* **Exercise details**: Transcribe the listing below word for word, from the line containing "Task: point to every instance of the blurred" up to and including its final line.

----

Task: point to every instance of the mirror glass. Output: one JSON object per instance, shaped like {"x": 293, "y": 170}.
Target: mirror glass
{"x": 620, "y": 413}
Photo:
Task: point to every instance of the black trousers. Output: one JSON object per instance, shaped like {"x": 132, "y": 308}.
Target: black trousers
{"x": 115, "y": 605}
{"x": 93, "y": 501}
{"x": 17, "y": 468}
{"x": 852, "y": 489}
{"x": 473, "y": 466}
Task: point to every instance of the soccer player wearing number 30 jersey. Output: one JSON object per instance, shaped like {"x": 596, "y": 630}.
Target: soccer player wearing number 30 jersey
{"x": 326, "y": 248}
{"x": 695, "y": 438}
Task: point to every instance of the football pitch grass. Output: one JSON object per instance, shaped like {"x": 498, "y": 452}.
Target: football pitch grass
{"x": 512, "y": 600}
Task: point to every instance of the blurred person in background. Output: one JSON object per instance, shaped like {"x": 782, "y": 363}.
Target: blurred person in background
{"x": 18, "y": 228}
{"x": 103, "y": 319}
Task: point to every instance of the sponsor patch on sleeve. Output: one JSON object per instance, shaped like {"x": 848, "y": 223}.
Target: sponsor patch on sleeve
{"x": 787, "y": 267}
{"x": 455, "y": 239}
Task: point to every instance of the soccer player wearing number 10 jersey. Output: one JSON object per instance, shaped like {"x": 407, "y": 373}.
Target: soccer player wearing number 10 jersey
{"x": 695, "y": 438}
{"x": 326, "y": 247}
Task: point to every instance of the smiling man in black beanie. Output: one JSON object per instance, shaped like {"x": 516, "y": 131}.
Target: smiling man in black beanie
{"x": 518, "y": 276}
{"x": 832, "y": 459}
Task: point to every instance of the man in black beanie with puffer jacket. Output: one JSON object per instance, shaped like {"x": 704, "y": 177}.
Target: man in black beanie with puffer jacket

----

* **Exercise output**:
Task: point to every instance of the blurred person in background. Output: one JSON object per instance, shaped like {"x": 782, "y": 363}.
Target: blurred person in background
{"x": 18, "y": 228}
{"x": 103, "y": 319}
Task: point to every instance of the sponsor patch on sleeve. Output: one JSON object per instance, shaped like {"x": 848, "y": 223}.
Target: sponsor patch on sleeve
{"x": 787, "y": 267}
{"x": 455, "y": 239}
Task: point to every instance of the soccer player wearing number 10 jersey. Output: one JSON object per instance, shaped like {"x": 407, "y": 373}.
Target: soccer player wearing number 10 jersey
{"x": 695, "y": 438}
{"x": 326, "y": 247}
Task: point to every instance of the smiling man in black beanie. Output: one JSON object per instance, shaped like {"x": 516, "y": 131}.
Target: smiling man in black beanie
{"x": 518, "y": 276}
{"x": 832, "y": 459}
Task: point to every instance of the man in black beanie with puffer jacket. Output: one JSON object per instance, shaped like {"x": 704, "y": 177}.
Target: man in black beanie with puffer jacket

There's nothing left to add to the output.